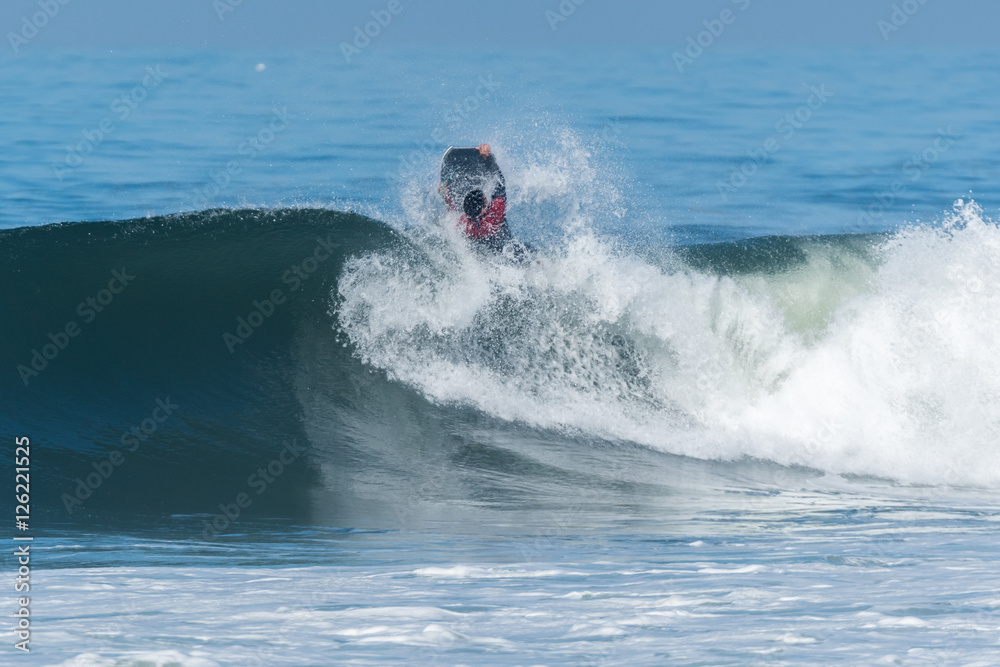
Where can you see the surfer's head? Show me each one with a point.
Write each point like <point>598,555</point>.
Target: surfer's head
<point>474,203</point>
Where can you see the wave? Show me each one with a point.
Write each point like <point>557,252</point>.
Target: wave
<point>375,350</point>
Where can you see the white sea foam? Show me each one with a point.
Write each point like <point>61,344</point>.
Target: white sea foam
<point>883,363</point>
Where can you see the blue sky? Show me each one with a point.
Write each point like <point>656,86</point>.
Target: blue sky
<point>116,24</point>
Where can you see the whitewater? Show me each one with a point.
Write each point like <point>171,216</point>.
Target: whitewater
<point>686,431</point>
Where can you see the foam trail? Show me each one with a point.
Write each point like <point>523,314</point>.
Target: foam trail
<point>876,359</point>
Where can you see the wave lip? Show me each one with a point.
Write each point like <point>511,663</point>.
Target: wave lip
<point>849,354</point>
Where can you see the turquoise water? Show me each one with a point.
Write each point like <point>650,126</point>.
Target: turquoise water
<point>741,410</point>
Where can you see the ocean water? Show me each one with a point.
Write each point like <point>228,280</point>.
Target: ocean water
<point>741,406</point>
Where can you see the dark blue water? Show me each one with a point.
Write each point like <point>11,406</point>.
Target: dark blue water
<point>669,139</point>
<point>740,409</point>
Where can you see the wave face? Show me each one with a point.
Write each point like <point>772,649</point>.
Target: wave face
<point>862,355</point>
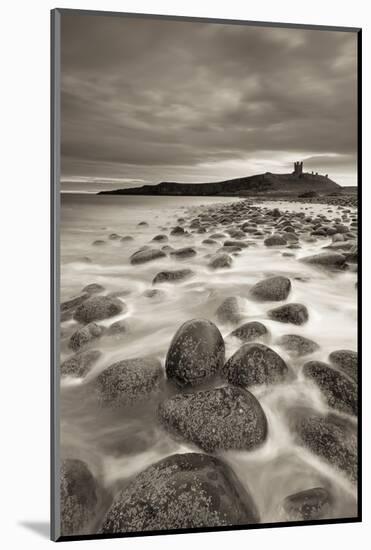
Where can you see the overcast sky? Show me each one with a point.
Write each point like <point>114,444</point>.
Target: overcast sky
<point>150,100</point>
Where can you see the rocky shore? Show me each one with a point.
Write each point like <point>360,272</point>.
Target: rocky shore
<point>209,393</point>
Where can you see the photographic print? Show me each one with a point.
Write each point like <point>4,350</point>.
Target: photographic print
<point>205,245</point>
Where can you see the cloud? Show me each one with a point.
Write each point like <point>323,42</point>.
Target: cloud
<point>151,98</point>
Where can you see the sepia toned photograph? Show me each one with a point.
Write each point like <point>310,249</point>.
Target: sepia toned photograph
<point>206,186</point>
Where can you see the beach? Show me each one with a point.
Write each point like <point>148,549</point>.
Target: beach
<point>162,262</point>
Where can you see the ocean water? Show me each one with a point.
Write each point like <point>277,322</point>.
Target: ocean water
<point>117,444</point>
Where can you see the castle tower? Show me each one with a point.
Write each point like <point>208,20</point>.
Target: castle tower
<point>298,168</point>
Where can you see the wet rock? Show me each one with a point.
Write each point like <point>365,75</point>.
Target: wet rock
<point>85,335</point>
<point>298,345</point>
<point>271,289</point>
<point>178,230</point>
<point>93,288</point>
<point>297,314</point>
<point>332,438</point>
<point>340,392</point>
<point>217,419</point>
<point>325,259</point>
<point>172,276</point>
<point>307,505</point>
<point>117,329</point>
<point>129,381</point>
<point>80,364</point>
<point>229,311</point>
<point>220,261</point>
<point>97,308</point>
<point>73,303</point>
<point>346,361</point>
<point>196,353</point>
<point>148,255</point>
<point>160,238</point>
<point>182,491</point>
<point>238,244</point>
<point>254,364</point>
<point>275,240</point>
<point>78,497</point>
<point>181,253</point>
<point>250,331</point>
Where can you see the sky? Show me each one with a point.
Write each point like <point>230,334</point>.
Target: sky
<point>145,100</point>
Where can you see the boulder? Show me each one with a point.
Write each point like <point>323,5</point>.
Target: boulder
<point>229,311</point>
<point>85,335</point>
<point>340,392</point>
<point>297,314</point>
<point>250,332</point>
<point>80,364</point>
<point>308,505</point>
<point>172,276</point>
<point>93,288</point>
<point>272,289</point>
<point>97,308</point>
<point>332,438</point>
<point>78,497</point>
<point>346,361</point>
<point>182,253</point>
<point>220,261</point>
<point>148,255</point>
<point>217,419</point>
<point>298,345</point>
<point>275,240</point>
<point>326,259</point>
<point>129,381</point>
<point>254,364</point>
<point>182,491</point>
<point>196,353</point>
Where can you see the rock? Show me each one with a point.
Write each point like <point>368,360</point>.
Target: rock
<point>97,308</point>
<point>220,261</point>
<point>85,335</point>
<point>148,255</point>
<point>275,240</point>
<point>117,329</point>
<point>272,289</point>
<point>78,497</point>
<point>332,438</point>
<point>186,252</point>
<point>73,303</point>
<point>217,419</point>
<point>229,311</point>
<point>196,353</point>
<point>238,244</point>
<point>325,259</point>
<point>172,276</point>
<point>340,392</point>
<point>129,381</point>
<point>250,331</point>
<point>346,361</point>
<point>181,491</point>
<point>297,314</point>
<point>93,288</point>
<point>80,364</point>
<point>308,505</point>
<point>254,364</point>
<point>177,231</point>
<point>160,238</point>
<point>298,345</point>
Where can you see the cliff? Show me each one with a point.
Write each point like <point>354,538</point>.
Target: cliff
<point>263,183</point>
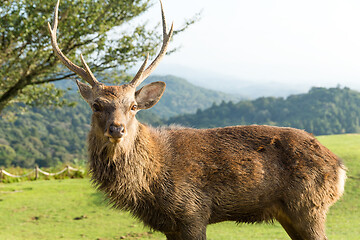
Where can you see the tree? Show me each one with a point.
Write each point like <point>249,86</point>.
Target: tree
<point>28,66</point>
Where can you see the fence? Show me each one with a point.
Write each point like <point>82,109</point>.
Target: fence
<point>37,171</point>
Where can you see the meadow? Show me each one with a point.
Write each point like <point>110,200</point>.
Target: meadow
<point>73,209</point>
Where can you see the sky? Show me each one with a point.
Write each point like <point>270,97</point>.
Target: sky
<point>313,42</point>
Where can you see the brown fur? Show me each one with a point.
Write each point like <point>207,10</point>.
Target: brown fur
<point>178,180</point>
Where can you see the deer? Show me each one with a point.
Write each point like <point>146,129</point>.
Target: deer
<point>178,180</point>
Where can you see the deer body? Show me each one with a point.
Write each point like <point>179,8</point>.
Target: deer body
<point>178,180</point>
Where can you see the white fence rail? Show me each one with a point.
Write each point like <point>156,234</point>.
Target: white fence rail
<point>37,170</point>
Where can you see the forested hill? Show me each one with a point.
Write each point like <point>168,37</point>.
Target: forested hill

========

EXERCISE PROMPT | Copy the listing above from its beginning through the line containing "<point>116,24</point>", inclusive, and leave out the pictures.

OUTPUT OF THE TASK |
Where can you see the surfer's head? Show me each one with a point.
Write each point like <point>598,555</point>.
Target: surfer's head
<point>474,203</point>
Where can you see the wave? Show me each one with a point.
Write each point like <point>557,252</point>.
Target: wave
<point>375,350</point>
Where can you see the white sea foam? Show me each one with a point.
Write each point like <point>61,344</point>.
Target: white sea foam
<point>883,363</point>
Where can you see the blue sky? Show me each one with a point.
Write each point like <point>656,86</point>.
Target: blue sky
<point>116,24</point>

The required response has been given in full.